'''

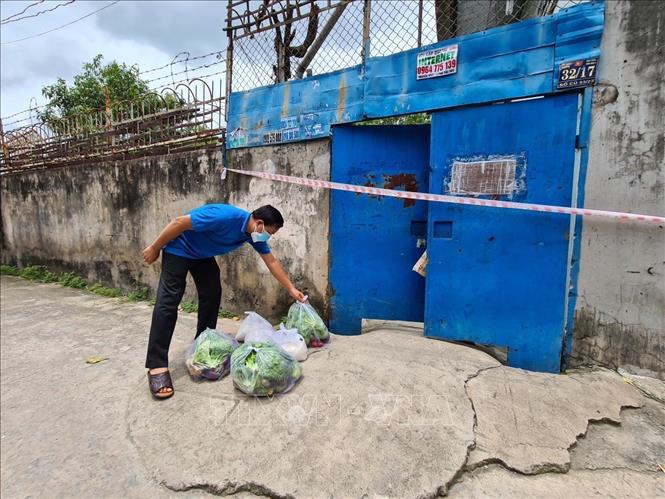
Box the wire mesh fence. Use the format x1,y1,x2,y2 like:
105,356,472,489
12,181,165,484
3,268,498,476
0,78,225,174
226,0,588,91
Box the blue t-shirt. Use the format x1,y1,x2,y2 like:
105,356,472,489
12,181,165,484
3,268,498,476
164,204,270,260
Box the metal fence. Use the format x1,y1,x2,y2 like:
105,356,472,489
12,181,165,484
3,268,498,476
0,78,225,174
226,0,588,91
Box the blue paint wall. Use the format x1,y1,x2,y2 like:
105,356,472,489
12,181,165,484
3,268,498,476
227,1,605,149
329,125,430,334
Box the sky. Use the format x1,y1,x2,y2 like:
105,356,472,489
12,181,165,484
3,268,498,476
0,0,226,128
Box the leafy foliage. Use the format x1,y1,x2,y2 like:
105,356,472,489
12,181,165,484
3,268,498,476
358,113,432,126
39,54,181,133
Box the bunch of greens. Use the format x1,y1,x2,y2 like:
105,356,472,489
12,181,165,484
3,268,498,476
231,342,302,397
285,302,330,346
186,329,238,380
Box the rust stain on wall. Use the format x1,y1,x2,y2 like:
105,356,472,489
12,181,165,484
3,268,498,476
383,173,418,208
337,73,346,123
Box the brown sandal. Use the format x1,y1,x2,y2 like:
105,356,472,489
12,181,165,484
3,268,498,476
148,371,174,400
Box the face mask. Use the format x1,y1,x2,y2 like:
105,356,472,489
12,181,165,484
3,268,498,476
251,226,270,243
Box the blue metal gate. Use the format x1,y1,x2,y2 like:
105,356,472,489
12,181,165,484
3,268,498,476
425,94,578,372
330,125,430,334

'''

=== DESCRIPTION OF THE TASK ===
Please format the lines above, from the line with "Box the metal" to the line with "186,329,238,380" inclusive, as a JSON list of strings with one string per line and no blank lines.

=== RESULT OF THIS EXERCISE ===
[
  "Box the metal fence. Use the format x1,y1,x2,y2 like:",
  "105,356,472,489",
  "12,181,165,484",
  "3,268,498,476",
  "0,78,225,174",
  "226,0,588,91",
  "Box the blue paint wall. Use the format x1,y1,x2,y2 like:",
  "105,356,472,489",
  "12,181,165,484",
  "3,268,498,476",
  "227,1,605,149",
  "329,125,430,334",
  "Box the sky. Use the format x1,y1,x2,y2 like:",
  "105,356,472,489",
  "12,181,165,484",
  "3,268,498,476",
  "0,0,226,128",
  "Box the leafy foliage. Use the format x1,y1,x2,y2 like:",
  "105,356,472,489",
  "12,181,165,484",
  "3,268,498,476",
  "358,113,432,126",
  "39,54,181,133",
  "Box the bunch of greens. Use the format x1,y1,x2,y2 like:",
  "105,356,472,489",
  "12,181,165,484",
  "3,268,498,476",
  "231,342,302,397",
  "285,302,330,346",
  "186,329,238,380"
]